* _Excerpted text_
--- Begin ---

Korver works hard but he won't play big minutes next season. I see high-teens to 20 minutes MAX. He will open the floor but his defense leaves a lor to be desired. Korver would never have been a first round pick because he frankly doesn't have much potential. At best he could be a slightly below average defender with a great shot. He will probably never be a starter but will be a very useful player off the bench.


----------



## nbanoitall (May 21, 2004)

what korver does is very valuable for the team

obrien will like this guy

he plays over 20 minutes per game next year


----------



## dcrono3 (Jan 6, 2004)

> Originally posted by <b>nbanoitall</b>!
> what korver does is very valuable for the team
> 
> obrien will like this guy
> ...

--- End ---

* _Entries provided_
--- Begin ---

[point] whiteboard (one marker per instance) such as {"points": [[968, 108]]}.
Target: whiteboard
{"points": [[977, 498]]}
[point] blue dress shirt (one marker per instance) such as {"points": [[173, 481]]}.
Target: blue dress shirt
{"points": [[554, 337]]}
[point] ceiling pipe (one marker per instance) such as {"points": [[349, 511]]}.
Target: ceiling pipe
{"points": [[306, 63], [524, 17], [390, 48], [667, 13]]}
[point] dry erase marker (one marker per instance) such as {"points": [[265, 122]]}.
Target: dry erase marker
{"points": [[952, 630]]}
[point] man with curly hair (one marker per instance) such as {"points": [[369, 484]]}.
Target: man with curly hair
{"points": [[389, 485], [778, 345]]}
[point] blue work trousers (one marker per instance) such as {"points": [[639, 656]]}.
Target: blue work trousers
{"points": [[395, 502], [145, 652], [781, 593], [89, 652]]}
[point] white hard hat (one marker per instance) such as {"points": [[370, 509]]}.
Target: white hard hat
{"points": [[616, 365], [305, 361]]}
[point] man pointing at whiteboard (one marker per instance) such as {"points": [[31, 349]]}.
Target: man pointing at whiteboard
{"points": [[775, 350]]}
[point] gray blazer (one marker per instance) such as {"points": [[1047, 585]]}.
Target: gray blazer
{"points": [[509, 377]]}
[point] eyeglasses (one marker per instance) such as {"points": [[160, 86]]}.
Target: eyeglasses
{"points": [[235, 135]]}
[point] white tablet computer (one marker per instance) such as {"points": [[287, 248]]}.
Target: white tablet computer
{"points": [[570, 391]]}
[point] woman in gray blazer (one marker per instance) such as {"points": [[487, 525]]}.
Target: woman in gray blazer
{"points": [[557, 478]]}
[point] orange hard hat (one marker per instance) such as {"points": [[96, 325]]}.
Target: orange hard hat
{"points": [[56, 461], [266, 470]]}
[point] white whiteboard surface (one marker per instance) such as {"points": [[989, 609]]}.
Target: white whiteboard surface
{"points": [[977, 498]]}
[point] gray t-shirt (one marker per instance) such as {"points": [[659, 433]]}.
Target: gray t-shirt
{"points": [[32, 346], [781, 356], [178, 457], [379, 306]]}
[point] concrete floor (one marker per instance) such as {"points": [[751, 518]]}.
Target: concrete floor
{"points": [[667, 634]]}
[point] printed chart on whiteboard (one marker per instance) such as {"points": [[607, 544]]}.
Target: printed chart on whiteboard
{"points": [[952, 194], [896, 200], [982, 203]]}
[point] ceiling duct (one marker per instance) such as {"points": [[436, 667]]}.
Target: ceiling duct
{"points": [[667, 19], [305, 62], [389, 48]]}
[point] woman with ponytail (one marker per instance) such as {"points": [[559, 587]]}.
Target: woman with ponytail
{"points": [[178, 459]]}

--- End ---

* _Tasks to perform_
a) Rewrite the Korver forum thread, beginning at the words "Korver works hard" and ending after "(May 21, 2004)", with "bench" swapped for "second unit".
b) Decide whether each statement agrees with the Korver forum thread, and answer yes or no with the words that settle it: (i) The first post expects Korver to play no more than 20 minutes. (ii) The first post predicts Korver will probably become a starter. (iii) nbanoitall predicts Korver will play over 20 minutes per game next year.
c) Go on with the Korver forum thread from the point where it stops.

* _Response list_
a)
Korver works hard but he won't play big minutes next season. I see high-teens to 20 minutes MAX. He will open the floor but his defense leaves a lor to be desired. Korver would never have been a first round pick because he frankly doesn't have much potential. At best he could be a slightly below average defender with a great shot. He will probably never be a starter but will be a very useful player off the second unit.


----------



## nbanoitall (May 21, 2004)

b)
(i) Yes: "I see high-teens to 20 minutes MAX."
(ii) No: "He will probably never be a starter"
(iii) Yes: "he plays over 20 minutes per game next year"

c)
Maybe, if the Sixer's get hit by the injury bug like they always do, Korver is valuable to the team for sure, but if he is on the court too long his weaknesses (mainly his D) will be exposed too often. That said, his 3pt shooting seems to fit O'Briens love for the bomb though.


----------



## cujays108 (Oct 23, 2003)

Yes, Kyle's athleticism and Defense are questionable, but he is one of the hardest working people you will ever see. he is here in Omaha working out over the off-season trying to get bigger and faster just like everyone else. He knows his defense needs to improve so therefore he will try his absolute hardest to improve it.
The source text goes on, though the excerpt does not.